(WHAT THE TASK REQUIRES):
Pick out every line in the material below that contains the string "chin" and copy each one. Case counts.

(Point labeling material)
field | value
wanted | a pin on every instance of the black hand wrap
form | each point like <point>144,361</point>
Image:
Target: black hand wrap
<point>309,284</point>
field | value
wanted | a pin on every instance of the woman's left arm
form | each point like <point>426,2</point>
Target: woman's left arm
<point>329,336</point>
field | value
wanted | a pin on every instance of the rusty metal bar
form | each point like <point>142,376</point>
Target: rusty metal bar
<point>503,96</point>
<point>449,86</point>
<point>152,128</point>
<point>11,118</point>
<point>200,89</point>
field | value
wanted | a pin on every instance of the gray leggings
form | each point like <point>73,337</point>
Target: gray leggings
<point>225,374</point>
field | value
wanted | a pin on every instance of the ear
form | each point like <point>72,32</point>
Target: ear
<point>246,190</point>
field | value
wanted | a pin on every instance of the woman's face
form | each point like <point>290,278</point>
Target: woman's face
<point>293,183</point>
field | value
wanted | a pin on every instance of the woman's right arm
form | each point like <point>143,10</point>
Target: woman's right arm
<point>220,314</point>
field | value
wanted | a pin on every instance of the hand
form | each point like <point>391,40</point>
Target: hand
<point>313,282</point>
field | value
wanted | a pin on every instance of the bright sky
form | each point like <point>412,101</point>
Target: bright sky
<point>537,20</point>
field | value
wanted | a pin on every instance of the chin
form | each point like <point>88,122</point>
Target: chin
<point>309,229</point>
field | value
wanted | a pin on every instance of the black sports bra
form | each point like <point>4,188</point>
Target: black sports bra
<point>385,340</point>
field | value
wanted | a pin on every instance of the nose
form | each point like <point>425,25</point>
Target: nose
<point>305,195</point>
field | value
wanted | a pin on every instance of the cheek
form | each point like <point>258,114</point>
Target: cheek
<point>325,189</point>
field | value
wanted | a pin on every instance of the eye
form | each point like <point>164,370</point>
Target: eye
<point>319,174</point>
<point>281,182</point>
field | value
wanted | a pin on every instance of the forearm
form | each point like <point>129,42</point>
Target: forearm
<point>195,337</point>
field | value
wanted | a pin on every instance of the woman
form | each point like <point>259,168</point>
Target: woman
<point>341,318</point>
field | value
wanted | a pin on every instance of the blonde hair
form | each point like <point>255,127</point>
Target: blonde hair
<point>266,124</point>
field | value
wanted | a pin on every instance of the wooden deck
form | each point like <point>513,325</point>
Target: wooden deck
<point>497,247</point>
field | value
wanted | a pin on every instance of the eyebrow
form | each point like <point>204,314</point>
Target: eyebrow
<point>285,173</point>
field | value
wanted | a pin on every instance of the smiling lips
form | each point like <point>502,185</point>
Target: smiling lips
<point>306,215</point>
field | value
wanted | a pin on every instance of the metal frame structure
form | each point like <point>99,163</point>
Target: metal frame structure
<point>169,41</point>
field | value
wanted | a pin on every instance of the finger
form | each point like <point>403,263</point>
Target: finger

(WRITTEN SOLUTION):
wanted | a pin on every instance of the chin
Target: chin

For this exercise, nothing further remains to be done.